◆ What you have to do ◆
Extract the records in full, leaving every picture out.

*-*-*

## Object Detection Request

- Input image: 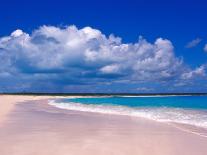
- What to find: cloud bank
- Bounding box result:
[0,25,206,91]
[185,38,202,48]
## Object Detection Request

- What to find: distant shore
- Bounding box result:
[0,94,207,155]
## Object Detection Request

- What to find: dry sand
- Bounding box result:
[0,96,207,155]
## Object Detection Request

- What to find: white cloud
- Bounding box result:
[181,65,206,79]
[0,25,204,91]
[185,38,202,48]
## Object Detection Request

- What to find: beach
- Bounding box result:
[0,95,207,155]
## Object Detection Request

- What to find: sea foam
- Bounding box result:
[49,100,207,128]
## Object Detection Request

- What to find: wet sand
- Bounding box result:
[0,96,207,155]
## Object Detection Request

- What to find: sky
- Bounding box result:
[0,0,207,93]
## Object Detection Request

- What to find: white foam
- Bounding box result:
[49,100,207,128]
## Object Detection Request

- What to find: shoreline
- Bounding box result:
[0,96,207,155]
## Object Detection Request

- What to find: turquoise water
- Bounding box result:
[49,96,207,128]
[65,96,207,110]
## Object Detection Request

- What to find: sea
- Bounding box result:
[49,95,207,129]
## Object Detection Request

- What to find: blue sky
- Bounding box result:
[0,0,207,93]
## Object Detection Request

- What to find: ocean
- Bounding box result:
[49,96,207,128]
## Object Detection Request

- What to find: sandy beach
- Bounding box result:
[0,95,207,155]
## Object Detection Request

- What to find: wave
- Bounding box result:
[49,100,207,128]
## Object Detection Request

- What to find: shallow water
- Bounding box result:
[49,96,207,128]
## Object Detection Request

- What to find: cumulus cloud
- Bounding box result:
[0,25,206,89]
[185,38,202,48]
[181,65,206,79]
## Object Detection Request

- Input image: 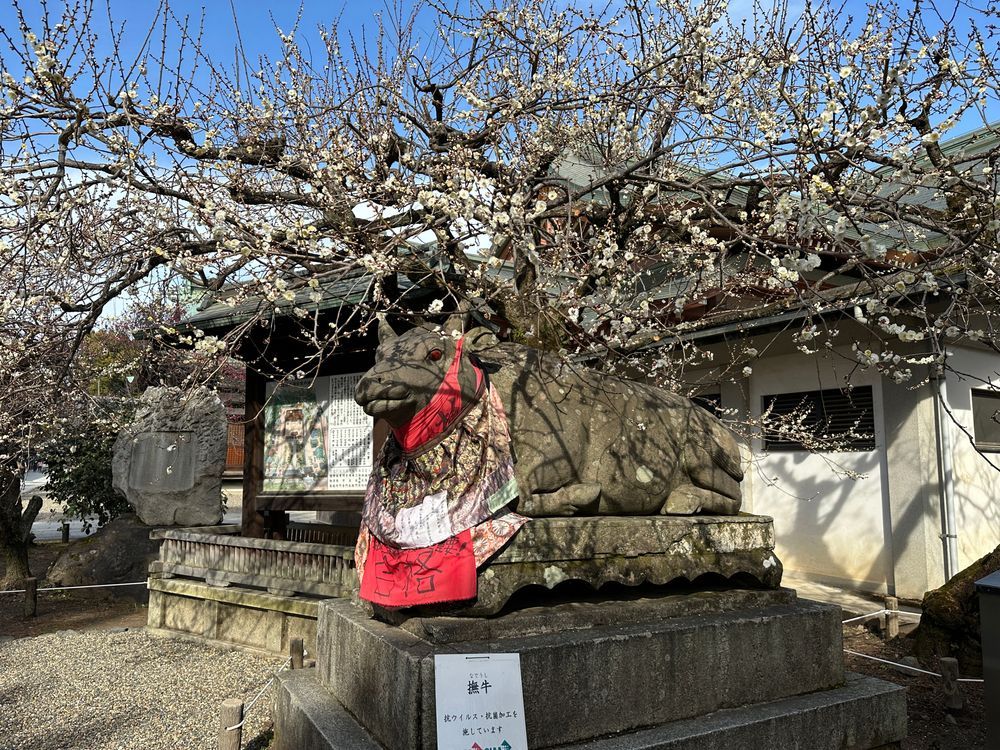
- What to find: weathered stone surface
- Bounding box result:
[147,578,317,655]
[271,669,383,750]
[44,513,160,600]
[317,590,844,750]
[355,316,743,517]
[272,670,906,750]
[112,388,226,526]
[376,515,782,622]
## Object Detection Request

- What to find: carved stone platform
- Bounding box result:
[274,589,906,750]
[378,515,782,622]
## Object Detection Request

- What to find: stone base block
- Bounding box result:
[272,670,906,750]
[317,589,844,750]
[146,578,319,654]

*-*-*

◆ Solution below ◆
## Object Detection Request

- Input image: 
- What to find: cloud bank
- Bounding box result:
[0,25,206,91]
[185,38,202,48]
## Object Detection Request

- What to find: distant shore
- Bounding box result:
[0,94,207,155]
## Object Detection Request

- What to find: dry sand
- Bounding box result:
[0,96,207,155]
## Object Detection Request

- What to find: white cloud
- Bounding box result:
[181,65,206,79]
[0,25,204,91]
[185,38,202,48]
## Object Detection Request

- What to find: beach
- Bounding box result:
[0,95,207,155]
## Object Detection Request

- What to find: sea foam
- Bounding box result:
[49,100,207,128]
## Object Detection Request

- What to find: wet sand
- Bounding box result:
[0,96,207,155]
## Object Detection Request

- What to find: sky
- Bounding box result:
[0,0,207,93]
## Object Detection Request

- What to find: white foam
- Bounding box result:
[49,100,207,128]
## Object Detection Request

- What to find: shoreline
- Bounding box result:
[0,96,207,155]
## Object Detection Request

- What to find: turquoise water
- Bounding box result:
[49,96,207,128]
[65,96,207,110]
## Object Detection Request

- What to find: sea
- Bounding box result:
[49,95,207,129]
## Object Detection Request

- What to find: blue sky
- Bounding box result:
[0,0,207,93]
## Object Detection Request

- What to find: ocean
- Bounding box result:
[49,96,207,128]
## Object Detection Request

- What to find: sandy beach
- Bounding box result:
[0,95,207,155]
## Object Detection Request

- What to find: wave
- Bounding box result:
[49,100,207,128]
## Object Detection Request

- What to find: shallow water
- Bounding box result:
[49,96,207,128]
## Object Detection Request

- What to find: cumulus cloud
- Bounding box result:
[0,25,206,89]
[185,38,202,48]
[181,65,206,79]
## Object Detection Request

- Input image: 
- What to find: weathered stone surface
- Bounding box result:
[147,578,317,655]
[271,669,383,750]
[44,513,160,600]
[317,590,844,750]
[355,316,743,517]
[272,670,906,750]
[112,388,226,526]
[376,515,782,622]
## Object Detection Request

- What to find: carved stone platform
- Bounding box result:
[274,589,906,750]
[378,515,782,622]
## Object Detection Request

- What to find: stone base block
- Bounding box result:
[272,670,906,750]
[317,589,844,750]
[146,578,319,654]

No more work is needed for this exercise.